Exercise goal:
Reproduce the listing exactly, please, with every line intact.

Material for this exercise:
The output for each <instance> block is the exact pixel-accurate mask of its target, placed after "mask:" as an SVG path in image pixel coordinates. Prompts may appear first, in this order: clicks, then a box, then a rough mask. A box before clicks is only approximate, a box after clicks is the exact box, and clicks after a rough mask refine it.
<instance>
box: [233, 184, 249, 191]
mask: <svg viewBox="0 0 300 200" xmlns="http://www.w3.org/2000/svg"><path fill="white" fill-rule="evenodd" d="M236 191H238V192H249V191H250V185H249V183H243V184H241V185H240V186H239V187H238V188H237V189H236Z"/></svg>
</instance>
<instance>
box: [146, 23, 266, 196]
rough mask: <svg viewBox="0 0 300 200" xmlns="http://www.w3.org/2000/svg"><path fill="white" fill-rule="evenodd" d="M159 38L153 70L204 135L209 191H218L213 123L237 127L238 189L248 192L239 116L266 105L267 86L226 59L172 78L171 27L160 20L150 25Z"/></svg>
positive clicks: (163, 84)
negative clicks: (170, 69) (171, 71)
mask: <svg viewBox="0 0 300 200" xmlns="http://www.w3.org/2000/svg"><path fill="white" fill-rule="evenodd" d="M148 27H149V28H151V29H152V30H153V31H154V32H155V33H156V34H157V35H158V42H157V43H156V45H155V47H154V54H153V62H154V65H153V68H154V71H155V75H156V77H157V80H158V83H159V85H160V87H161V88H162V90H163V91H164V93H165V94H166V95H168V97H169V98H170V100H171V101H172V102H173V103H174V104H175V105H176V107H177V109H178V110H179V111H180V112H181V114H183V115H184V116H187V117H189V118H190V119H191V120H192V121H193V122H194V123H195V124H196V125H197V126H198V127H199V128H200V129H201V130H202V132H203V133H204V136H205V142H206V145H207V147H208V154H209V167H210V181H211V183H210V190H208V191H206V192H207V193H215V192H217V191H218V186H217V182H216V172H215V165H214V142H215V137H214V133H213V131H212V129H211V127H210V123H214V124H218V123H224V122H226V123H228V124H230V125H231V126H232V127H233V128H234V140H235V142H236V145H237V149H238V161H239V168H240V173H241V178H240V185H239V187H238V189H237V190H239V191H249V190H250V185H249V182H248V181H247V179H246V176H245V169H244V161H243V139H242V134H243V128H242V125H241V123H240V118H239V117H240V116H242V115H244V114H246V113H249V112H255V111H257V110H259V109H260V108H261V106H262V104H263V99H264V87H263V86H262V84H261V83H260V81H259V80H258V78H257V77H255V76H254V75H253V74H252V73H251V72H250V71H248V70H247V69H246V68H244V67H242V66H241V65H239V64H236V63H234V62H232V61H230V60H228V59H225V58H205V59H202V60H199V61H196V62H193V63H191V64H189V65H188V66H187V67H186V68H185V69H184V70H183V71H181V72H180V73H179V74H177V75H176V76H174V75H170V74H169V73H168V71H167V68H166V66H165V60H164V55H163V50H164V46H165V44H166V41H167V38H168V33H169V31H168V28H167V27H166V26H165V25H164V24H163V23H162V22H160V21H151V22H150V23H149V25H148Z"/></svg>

Answer to this task:
The output for each <instance> block is the exact pixel-accurate mask of its target, placed after "mask:" as an SVG path in image pixel coordinates. Prompts may appear first, in this order: clicks, then a box, then a rough mask. A box before clicks is only approximate, a box after clicks is the exact box, and clicks after a rough mask refine it.
<instance>
box: [233, 184, 249, 191]
mask: <svg viewBox="0 0 300 200" xmlns="http://www.w3.org/2000/svg"><path fill="white" fill-rule="evenodd" d="M236 191H238V192H249V191H250V185H249V183H243V184H241V185H240V186H239V187H238V188H237V189H236Z"/></svg>
</instance>
<instance>
box: [146, 23, 266, 196]
rough mask: <svg viewBox="0 0 300 200" xmlns="http://www.w3.org/2000/svg"><path fill="white" fill-rule="evenodd" d="M159 38L153 70L204 135L209 191H218L213 123L237 127L238 189L248 192L239 116L266 105L267 86L226 59L172 78L171 27L160 20L150 25Z"/></svg>
positive clicks: (163, 84)
negative clicks: (170, 69) (171, 71)
mask: <svg viewBox="0 0 300 200" xmlns="http://www.w3.org/2000/svg"><path fill="white" fill-rule="evenodd" d="M148 27H149V28H151V29H152V30H153V31H154V32H155V33H156V34H157V35H158V42H157V43H156V45H155V47H154V54H153V62H154V65H153V68H154V71H155V75H156V77H157V80H158V83H159V85H160V87H161V88H162V90H163V91H164V93H165V94H166V95H168V97H169V98H170V100H171V101H172V102H173V103H174V104H175V105H176V107H177V109H178V110H179V111H180V112H181V114H183V115H184V116H187V117H189V118H190V119H191V120H192V121H193V122H194V123H195V124H196V125H197V126H198V127H199V128H200V129H201V130H202V132H203V133H204V136H205V142H206V145H207V147H208V154H209V167H210V181H211V183H210V190H208V191H206V192H207V193H215V192H217V191H218V186H217V182H216V172H215V165H214V142H215V137H214V133H213V131H212V129H211V127H210V123H214V124H218V123H224V122H226V123H228V124H230V125H231V126H232V127H233V128H234V140H235V142H236V145H237V149H238V161H239V168H240V173H241V178H240V185H239V187H238V189H237V190H239V191H249V190H250V185H249V182H248V181H247V179H246V176H245V169H244V161H243V139H242V134H243V128H242V125H241V123H240V118H239V117H240V116H242V115H244V114H246V113H249V112H255V111H257V110H259V109H260V108H261V106H262V104H263V99H264V87H263V86H262V84H261V83H260V81H259V80H258V78H257V77H255V76H254V75H253V74H252V73H251V72H250V71H248V70H247V69H246V68H244V67H242V66H241V65H239V64H236V63H234V62H232V61H230V60H228V59H225V58H205V59H202V60H199V61H196V62H193V63H191V64H189V65H188V66H187V67H186V68H185V69H184V70H183V71H181V72H180V73H179V74H177V75H176V76H174V75H170V74H169V73H168V71H167V68H166V66H165V60H164V55H163V50H164V46H165V44H166V41H167V38H168V33H169V31H168V28H167V27H166V26H165V25H164V24H163V23H162V22H160V21H151V22H150V23H149V25H148Z"/></svg>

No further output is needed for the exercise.